Using the listing that follows, report how many lines include the word "tower", and add no other words.

----

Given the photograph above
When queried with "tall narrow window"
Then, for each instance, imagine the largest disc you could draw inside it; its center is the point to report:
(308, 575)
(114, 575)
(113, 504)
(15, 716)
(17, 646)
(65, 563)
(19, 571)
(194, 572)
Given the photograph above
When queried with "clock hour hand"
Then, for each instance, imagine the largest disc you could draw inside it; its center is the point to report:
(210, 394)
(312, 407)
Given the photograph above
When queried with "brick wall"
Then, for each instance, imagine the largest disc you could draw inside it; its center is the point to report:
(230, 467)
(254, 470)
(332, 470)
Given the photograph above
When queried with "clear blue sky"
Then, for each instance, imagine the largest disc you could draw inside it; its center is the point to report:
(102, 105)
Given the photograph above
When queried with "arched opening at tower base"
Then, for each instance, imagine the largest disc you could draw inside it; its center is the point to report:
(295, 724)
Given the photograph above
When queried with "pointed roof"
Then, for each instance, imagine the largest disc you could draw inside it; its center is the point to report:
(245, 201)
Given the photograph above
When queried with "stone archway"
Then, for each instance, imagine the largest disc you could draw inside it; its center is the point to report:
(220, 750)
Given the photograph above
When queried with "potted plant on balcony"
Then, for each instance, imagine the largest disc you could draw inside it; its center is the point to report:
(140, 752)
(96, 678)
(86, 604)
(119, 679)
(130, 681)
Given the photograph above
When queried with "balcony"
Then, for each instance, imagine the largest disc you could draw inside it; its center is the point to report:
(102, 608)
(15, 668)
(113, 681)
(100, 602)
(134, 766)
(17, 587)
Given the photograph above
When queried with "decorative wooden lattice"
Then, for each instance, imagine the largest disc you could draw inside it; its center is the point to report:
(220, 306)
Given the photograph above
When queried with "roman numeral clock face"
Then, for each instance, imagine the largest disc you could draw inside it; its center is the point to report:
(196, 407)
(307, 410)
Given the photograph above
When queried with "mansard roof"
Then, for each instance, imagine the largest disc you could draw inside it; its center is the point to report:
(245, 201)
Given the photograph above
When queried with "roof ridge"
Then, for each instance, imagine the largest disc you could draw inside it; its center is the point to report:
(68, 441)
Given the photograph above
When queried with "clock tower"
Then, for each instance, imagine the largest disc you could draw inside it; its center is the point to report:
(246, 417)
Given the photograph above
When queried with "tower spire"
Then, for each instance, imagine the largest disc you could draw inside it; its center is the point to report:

----

◆ TASK RESULT
3